*** Data excerpts ***

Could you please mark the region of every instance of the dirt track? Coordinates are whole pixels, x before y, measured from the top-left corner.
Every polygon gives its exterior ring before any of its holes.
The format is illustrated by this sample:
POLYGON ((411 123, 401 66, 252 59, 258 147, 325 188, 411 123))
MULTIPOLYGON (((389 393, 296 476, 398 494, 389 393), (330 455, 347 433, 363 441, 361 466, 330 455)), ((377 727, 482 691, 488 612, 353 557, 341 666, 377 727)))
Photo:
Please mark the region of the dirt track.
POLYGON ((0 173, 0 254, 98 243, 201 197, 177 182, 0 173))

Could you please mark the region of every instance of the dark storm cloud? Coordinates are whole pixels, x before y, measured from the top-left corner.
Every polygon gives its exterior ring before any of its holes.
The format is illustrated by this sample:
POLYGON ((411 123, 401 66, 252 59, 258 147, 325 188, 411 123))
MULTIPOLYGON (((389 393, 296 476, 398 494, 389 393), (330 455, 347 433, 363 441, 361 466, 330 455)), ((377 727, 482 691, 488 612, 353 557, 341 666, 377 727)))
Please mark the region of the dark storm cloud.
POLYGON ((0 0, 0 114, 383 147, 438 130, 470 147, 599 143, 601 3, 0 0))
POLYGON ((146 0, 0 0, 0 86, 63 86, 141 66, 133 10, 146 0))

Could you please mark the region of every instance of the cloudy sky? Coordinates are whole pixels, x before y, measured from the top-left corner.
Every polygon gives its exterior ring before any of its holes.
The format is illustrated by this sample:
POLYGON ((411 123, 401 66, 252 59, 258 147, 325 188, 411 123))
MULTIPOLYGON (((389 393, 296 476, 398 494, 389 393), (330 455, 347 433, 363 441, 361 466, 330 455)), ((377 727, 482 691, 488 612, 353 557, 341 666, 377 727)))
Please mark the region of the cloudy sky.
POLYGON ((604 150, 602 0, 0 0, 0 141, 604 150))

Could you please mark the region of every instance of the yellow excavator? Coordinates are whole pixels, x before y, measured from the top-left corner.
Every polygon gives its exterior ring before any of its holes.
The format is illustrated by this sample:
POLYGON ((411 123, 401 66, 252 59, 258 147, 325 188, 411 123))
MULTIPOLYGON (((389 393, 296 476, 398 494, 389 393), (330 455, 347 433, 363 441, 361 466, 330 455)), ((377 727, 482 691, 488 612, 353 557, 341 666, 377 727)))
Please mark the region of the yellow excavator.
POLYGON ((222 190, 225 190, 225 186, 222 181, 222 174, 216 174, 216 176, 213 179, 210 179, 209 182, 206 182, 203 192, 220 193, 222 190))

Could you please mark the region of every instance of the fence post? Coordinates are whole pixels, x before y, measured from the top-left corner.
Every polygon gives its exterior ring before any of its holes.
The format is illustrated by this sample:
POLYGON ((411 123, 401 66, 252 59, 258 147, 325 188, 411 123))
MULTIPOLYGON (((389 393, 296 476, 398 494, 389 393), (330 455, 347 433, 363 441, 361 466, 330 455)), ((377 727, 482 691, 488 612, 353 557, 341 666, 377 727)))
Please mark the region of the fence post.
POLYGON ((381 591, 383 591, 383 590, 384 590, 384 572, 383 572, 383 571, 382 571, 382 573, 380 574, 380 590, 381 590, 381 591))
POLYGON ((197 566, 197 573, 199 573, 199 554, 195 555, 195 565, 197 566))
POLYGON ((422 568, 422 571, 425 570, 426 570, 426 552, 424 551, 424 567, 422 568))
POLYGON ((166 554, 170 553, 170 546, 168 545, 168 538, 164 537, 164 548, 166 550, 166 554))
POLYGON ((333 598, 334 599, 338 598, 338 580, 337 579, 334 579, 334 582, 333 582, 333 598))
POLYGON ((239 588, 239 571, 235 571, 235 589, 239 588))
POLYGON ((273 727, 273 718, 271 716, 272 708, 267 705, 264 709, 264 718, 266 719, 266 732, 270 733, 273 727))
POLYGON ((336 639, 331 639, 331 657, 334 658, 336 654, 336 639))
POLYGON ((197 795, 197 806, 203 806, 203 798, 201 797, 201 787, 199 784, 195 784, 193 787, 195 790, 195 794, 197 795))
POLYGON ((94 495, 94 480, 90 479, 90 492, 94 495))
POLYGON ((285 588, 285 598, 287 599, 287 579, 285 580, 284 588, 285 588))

*** End of Data excerpts ***

- Work order: Start to finish, restate the records above word for word.

- Answer space:
Could you please mark the region of every instance of the dirt track? Coordinates are whole pixels, x before y, measured from the top-left corner.
Every polygon gives its exterior ring before any of its holes.
The format is illustrated by this sample:
POLYGON ((411 123, 401 66, 252 59, 258 147, 325 188, 411 123))
MULTIPOLYGON (((389 393, 296 476, 398 494, 389 393), (330 455, 347 433, 363 441, 361 466, 330 455)), ((377 727, 482 691, 488 612, 353 557, 341 666, 377 727)))
Photo:
Please mark the region of the dirt track.
POLYGON ((0 173, 0 254, 98 243, 201 197, 177 182, 0 173))

Could you please mark the region of every instance of the dark storm cloud? Coordinates are whole pixels, x before y, measured from the top-left corner.
Every polygon gives its exterior ring before any of its holes.
The format is illustrated by this sample:
POLYGON ((411 123, 401 66, 252 59, 258 147, 325 188, 411 123))
MULTIPOLYGON (((389 393, 296 476, 398 494, 389 393), (330 455, 347 433, 363 441, 361 466, 330 455)), ((377 727, 482 691, 488 612, 353 557, 341 666, 377 727)))
Please mark the region of the dark storm cloud.
POLYGON ((0 0, 0 114, 383 147, 438 130, 470 147, 599 143, 601 3, 0 0))
POLYGON ((146 0, 0 0, 0 86, 63 86, 141 66, 133 10, 146 0))

Could you please mark the region of every instance of the cloudy sky? Coordinates are whole pixels, x before y, measured from the top-left corner.
Every polygon gives its exterior ring before any of its holes.
The format is illustrated by this sample:
POLYGON ((411 123, 401 66, 252 59, 258 147, 325 188, 411 123))
MULTIPOLYGON (((389 393, 296 476, 398 494, 389 393), (330 455, 347 433, 363 441, 361 466, 330 455)), ((377 727, 482 691, 488 612, 353 557, 341 666, 377 727)))
Please mark the region of the cloudy sky.
POLYGON ((604 150, 602 0, 0 0, 0 141, 604 150))

Could you please mark the region of every instance of the yellow excavator? Coordinates are whole pixels, x before y, measured from the top-left corner.
Every polygon gives its exterior ring before any of its holes.
The format is illustrated by this sample:
POLYGON ((411 123, 401 66, 252 59, 258 147, 325 188, 411 123))
MULTIPOLYGON (((389 393, 296 476, 398 494, 389 393), (330 455, 347 433, 363 441, 361 466, 330 455)), ((377 727, 482 691, 488 612, 353 557, 341 666, 377 727)))
Please mark the region of the yellow excavator.
POLYGON ((222 190, 225 190, 225 186, 222 181, 222 174, 216 174, 216 176, 213 179, 210 179, 209 182, 206 182, 203 192, 220 193, 222 190))

Could you please mark the region of every instance of the fence post? Coordinates are whole pixels, x before y, measured from the top-left corner.
Every polygon gives its exterior ring before any of its holes.
The format is illustrated by this sample:
POLYGON ((411 123, 401 66, 252 59, 258 147, 325 188, 411 123))
MULTIPOLYGON (((389 393, 296 476, 398 494, 389 393), (330 455, 347 433, 363 441, 361 466, 330 455)), ((377 727, 482 691, 488 612, 353 557, 341 666, 377 727)))
Please mark the region of the fence post.
POLYGON ((381 591, 383 591, 383 590, 384 590, 384 572, 383 572, 383 571, 382 571, 382 573, 380 574, 380 590, 381 590, 381 591))
POLYGON ((197 566, 197 573, 199 573, 199 554, 195 555, 195 565, 197 566))
POLYGON ((422 568, 422 571, 425 570, 426 570, 426 552, 424 551, 424 567, 422 568))
POLYGON ((166 554, 170 553, 170 546, 168 545, 168 538, 164 537, 164 548, 166 550, 166 554))
POLYGON ((333 598, 334 599, 338 598, 338 580, 337 579, 334 579, 334 582, 333 582, 333 598))
POLYGON ((239 588, 239 571, 235 571, 235 589, 239 588))
POLYGON ((273 727, 273 718, 271 716, 272 708, 267 705, 264 709, 264 718, 266 719, 266 732, 270 733, 273 727))
POLYGON ((336 639, 331 639, 331 657, 334 658, 336 654, 336 639))
POLYGON ((197 795, 197 806, 203 806, 203 798, 201 797, 201 787, 199 784, 195 784, 193 787, 195 790, 195 794, 197 795))
POLYGON ((94 495, 94 480, 90 479, 90 492, 94 495))
POLYGON ((285 588, 285 598, 287 599, 287 579, 285 580, 284 588, 285 588))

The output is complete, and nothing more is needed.